• Given problem 1: List every regex component that the answer in the regex mention thread explains in its bulleted analysis.
• Given problem 2: Write the next part of the regex mention thread, picking up after its final bullet about the global flag.

• Quoted passage:
ManuKaracho ManuKaracho - 1 year ago 50
Javascript Question

How to do this condintional mention RegEx properly?

I insert mentions into textareas with this markup:

@User Name Can Have Spaces(userId: number)

@Javier Hernadez(5)

I have a JSON-List of Users:
var users = [{name: 'Javier Hernandez',id: 5},{...}];

Now I want to convert the markup to a plain HTML code:

var myHtml = "..."; // loaded externally and contains the markup
var matches = myHtml.match(/@([a-z\d_]+)/ig);

But that does not work for usernames with spaces, and I won't get the user ID.

I would now iterate over the matches, check if the user in the markup exists in my
array and replace the matches in a template string

<a href="path/to/user/{id}>{name}</a>

How would I do that properly?

Answer Source

First, an analysis of your current regex and why it doesn't work :

  • @ is the literal @ character, nothing to see here
  • [...] is a character class. It will match any (one) of the characters it contains
  • [a-z\d_] is a character class composed of every lowercase letter, every digit (represented by their own character class \d) and the underscore
  • + is a quantifier which means the token it modifies must be matched at least once and can be matched more than once. Here it applies to the previous character class
  • /pattern/flags is one of Javascript's regular expressions syntax
  • i is the case-insensitive flag. In this case, it means the character class will also match uppercase letters although it only contains lowercase letters
  • g is the global flag. It means that the regex will attempt to match multiple results rather than returning on the first encountered.

• Information provided:
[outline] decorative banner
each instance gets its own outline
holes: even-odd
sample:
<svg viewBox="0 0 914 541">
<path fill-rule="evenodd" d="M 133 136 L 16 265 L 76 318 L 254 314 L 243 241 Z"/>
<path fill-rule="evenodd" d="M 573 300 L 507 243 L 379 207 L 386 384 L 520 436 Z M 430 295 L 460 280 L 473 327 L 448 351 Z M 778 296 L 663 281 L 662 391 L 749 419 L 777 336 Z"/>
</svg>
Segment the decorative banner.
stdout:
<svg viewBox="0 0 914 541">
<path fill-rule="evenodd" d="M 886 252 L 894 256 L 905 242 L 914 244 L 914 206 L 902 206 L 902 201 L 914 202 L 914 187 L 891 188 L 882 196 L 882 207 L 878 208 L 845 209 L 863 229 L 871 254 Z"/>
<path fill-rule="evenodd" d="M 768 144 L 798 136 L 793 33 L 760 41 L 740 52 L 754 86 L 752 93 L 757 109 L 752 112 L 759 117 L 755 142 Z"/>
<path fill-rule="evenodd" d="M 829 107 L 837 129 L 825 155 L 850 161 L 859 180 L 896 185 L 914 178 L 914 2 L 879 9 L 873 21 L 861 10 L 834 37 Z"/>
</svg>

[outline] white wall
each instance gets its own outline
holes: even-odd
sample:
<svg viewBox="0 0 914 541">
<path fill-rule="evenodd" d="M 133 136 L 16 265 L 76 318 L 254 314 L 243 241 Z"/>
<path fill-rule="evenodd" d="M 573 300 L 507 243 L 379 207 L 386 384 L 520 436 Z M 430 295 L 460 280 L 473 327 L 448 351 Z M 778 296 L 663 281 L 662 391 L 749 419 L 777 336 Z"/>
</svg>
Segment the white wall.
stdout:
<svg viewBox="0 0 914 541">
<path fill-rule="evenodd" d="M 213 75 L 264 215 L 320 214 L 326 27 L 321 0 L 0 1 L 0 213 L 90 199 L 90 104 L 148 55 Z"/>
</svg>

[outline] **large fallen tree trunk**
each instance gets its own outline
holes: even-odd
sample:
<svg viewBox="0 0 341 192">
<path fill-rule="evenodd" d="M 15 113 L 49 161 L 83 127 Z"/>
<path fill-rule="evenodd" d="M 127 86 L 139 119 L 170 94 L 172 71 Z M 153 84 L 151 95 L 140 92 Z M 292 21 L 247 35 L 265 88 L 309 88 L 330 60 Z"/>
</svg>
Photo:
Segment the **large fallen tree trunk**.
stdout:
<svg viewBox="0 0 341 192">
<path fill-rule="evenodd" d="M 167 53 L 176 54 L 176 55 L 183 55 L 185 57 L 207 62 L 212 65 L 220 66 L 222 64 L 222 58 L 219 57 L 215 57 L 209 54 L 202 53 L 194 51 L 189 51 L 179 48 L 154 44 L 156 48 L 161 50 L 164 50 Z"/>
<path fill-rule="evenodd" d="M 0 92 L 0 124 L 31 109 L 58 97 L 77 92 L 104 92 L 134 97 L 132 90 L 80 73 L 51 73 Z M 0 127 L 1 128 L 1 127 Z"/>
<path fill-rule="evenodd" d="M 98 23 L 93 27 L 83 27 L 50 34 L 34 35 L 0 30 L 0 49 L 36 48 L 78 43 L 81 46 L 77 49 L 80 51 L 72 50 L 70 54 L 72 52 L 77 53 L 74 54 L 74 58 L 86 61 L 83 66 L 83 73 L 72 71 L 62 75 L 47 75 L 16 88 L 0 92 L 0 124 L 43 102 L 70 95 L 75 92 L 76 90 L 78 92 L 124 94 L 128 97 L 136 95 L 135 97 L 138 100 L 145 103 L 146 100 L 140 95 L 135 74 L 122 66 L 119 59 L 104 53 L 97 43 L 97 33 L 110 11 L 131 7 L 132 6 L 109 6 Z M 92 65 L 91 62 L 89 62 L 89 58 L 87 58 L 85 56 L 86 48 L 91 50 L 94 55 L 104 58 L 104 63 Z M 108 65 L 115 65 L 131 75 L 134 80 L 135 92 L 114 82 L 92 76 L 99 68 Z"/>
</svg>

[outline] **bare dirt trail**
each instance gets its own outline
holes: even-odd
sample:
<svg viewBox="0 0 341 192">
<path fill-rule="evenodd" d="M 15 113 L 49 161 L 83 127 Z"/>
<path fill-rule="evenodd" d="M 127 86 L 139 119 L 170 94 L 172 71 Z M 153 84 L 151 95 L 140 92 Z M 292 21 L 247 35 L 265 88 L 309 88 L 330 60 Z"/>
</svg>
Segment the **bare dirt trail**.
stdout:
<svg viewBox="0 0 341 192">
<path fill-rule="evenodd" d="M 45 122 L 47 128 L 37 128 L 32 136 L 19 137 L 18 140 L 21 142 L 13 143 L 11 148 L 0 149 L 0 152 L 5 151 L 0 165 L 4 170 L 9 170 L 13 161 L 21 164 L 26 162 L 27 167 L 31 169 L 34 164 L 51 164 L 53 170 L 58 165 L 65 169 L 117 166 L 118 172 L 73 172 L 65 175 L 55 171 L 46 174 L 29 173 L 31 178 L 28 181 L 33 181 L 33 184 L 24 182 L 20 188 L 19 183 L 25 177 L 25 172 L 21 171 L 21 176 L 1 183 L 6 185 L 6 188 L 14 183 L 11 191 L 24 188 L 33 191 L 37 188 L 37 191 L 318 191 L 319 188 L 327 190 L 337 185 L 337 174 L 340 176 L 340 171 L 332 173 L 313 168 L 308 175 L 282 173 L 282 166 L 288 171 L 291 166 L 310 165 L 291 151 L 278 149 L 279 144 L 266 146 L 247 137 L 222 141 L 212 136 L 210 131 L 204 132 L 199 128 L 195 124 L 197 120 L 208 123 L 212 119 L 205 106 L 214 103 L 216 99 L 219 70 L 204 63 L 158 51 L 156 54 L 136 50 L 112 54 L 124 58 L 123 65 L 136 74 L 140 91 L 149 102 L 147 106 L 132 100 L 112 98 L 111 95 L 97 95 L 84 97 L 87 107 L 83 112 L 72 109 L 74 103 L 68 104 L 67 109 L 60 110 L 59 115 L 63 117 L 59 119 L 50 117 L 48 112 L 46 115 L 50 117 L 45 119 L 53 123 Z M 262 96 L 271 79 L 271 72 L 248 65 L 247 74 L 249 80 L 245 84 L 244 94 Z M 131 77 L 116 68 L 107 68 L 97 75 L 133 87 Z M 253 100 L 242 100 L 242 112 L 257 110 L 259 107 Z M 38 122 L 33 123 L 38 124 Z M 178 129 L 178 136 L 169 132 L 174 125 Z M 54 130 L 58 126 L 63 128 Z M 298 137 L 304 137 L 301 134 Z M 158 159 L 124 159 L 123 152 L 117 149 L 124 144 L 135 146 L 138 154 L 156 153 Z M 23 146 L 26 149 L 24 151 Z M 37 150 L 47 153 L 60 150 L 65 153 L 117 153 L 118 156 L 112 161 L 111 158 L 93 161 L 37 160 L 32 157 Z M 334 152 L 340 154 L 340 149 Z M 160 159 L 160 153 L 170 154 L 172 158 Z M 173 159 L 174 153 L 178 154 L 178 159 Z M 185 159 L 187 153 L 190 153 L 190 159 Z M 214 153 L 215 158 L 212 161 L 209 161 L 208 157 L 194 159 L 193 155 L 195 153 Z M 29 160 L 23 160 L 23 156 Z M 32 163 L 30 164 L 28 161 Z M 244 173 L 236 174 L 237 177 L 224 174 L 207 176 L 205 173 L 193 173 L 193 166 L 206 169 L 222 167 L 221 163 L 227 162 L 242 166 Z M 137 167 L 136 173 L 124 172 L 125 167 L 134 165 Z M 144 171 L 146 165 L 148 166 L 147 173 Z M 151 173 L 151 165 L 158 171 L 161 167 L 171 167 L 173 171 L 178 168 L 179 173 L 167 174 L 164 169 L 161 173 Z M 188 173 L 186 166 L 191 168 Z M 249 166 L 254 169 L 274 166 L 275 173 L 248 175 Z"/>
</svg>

• Reply 1:
- @
- [...]
- [a-z\d_]
- +
- /pattern/flags
- i
- g

• Reply 2:
So you're trying to match @User Name Can Have Spaces(userId: number), but your regex does not match spaces as you mentionned, nor parenthesis.

You could add these three characters to the character class, as follows :

/@([a-z\d_ ()]+)/gi

However, a better traduction of what you're trying to match, in my opinion at least, would be the following :

/@[a-z\d_ ]+\(\d+\)/gi

Where we match an username that can contain letters, digits, underscores and spaces, followed by a space, opening parenthesis, number and closing parenthesis. The parenthesis must be escaped so they are understood as the literal character rather than an regex group.

If you want to extract easily the username and the user id separately, you might want to use the following, where they are each grouped in their respective group :

/@([a-z\d_ ]+)\((\d+)\)/gi

Here's a regex101 link to test it.